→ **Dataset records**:
** Start **

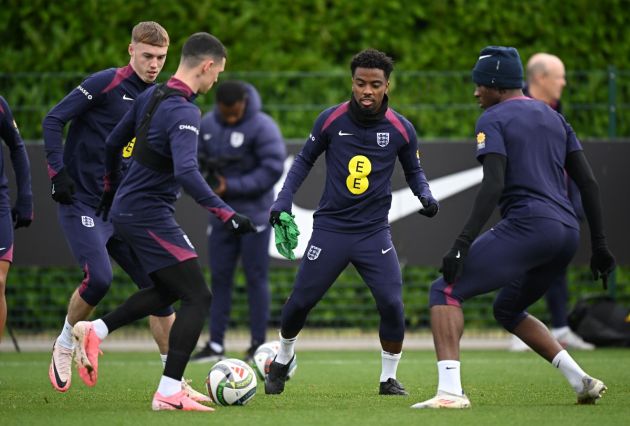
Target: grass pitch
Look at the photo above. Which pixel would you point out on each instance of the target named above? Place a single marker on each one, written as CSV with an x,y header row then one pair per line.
x,y
329,388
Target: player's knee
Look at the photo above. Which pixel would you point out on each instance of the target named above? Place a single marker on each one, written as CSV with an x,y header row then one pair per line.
x,y
507,317
96,284
200,298
391,308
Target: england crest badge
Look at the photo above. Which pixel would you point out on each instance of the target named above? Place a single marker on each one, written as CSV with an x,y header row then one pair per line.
x,y
382,139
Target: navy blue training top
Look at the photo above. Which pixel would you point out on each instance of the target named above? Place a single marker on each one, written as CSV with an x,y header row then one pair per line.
x,y
173,133
95,107
11,136
360,162
536,141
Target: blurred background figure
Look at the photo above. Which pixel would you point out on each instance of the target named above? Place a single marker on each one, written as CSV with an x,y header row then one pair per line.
x,y
241,154
21,215
545,82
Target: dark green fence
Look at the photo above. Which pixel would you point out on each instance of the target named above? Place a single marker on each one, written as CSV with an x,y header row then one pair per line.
x,y
38,297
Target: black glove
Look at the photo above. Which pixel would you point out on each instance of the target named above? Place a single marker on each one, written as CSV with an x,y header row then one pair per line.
x,y
62,187
602,264
240,224
274,218
212,178
453,261
430,206
20,220
105,204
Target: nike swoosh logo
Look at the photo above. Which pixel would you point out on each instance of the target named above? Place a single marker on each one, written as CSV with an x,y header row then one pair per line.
x,y
179,406
404,203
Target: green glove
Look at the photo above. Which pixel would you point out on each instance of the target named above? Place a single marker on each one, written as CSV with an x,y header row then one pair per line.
x,y
286,233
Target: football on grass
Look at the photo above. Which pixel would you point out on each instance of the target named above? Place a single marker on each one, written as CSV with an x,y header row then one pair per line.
x,y
231,382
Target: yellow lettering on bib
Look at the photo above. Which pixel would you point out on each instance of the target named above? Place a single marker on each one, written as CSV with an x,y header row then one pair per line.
x,y
128,149
359,167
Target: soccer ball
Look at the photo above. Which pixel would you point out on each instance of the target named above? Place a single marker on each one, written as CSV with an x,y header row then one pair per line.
x,y
231,382
265,354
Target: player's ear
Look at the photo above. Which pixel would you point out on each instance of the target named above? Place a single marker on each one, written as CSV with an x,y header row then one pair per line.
x,y
207,64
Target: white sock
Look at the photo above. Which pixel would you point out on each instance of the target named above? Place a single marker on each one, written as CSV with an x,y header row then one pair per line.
x,y
163,357
100,329
567,366
389,365
449,377
65,338
169,386
286,351
216,347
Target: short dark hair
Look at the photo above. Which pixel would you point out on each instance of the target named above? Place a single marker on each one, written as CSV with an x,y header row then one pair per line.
x,y
200,46
372,58
230,92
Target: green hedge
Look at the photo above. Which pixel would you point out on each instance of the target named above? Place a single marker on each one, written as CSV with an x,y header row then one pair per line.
x,y
38,297
426,38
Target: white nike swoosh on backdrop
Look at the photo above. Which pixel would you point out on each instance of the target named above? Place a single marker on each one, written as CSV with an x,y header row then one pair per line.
x,y
404,203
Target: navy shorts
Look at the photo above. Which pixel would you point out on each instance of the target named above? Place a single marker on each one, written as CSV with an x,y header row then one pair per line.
x,y
523,257
6,236
158,243
328,253
92,241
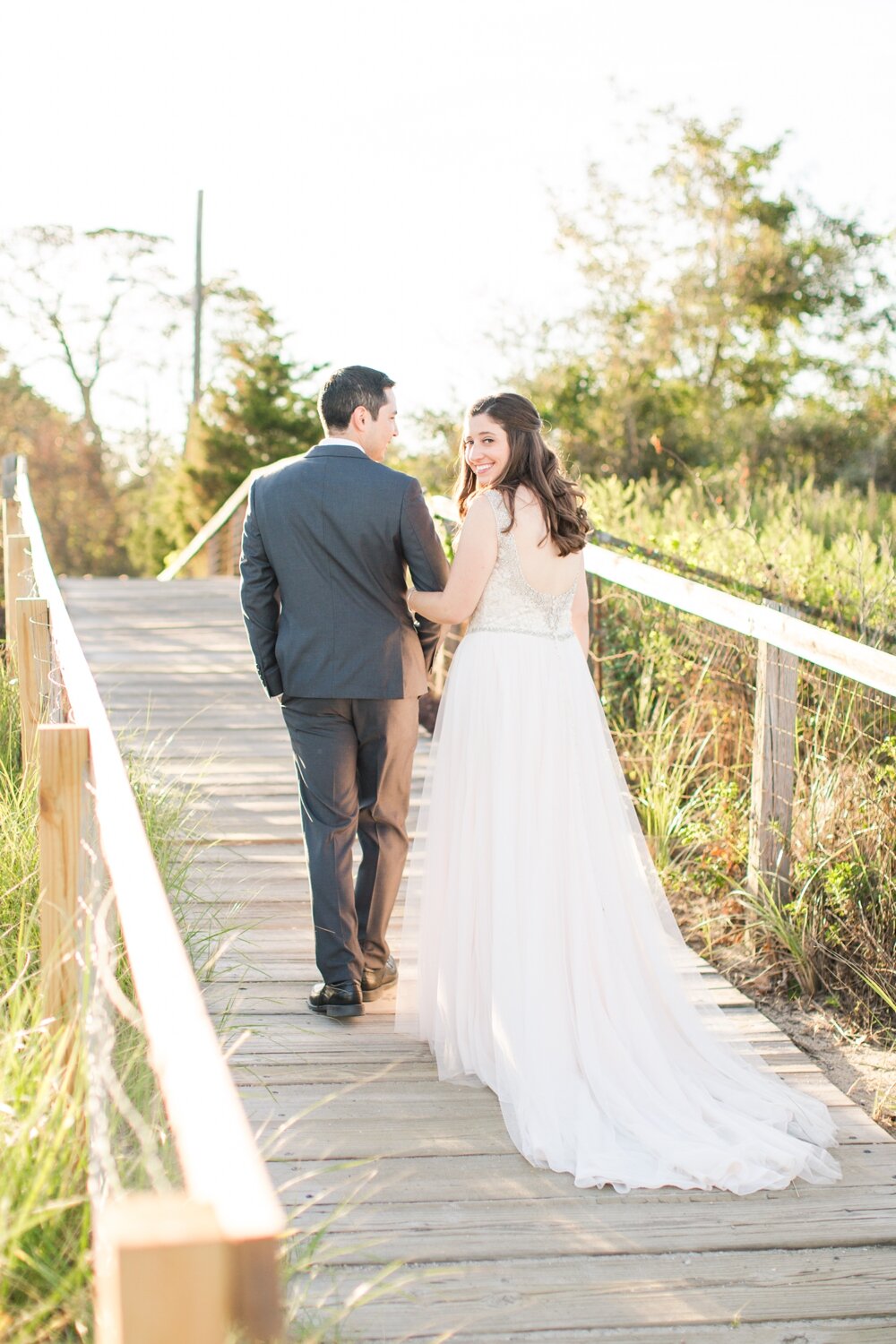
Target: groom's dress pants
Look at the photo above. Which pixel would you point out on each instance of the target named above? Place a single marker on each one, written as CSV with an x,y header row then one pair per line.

** End **

→ **Objective**: Please put the lines of the records into a numbered list, starting with the line that contains "Target: short dark hair" and going on through the end of the records. Leave out blank lines and the pictures.

→ **Final result**:
1. Target: short dark hair
2. Look at the photo above. Which pixel would you point out on each instance of the target named above? Place a single marker on each one, written as CSV with an x,y header row then one pair per line.
3. x,y
4. 200,46
5. 372,58
6. 230,92
7. Target: green hedge
8. Look at the photo above. Which pixel would you point out on each instance of the target named above? Place a single marker on each one, written as CSV with an x,y header row then one pair per line.
9. x,y
10. 38,297
11. 426,38
12. Target: white nike swoosh on backdrop
13. Look at the photo above. Which pixel would you point out on each instance of the target named above? Place a single marker on each one, written as CSV with an x,y header row then one pair per line.
14. x,y
15. 404,203
16. Target: navy shorts
17. Look at the photo above. Which pixel would you point out on each instance of the target named above? Place a single marker on each one, written as CSV with an x,y header row then one pair per line.
18. x,y
19. 523,257
20. 6,236
21. 158,243
22. 328,253
23. 92,241
24. Target: groom's dress pants
25. Look at the photo above. Which pixel would you point out on each instance of the target named above? Place a single marker on each one, written as CSV with an x,y header row then one pair per line.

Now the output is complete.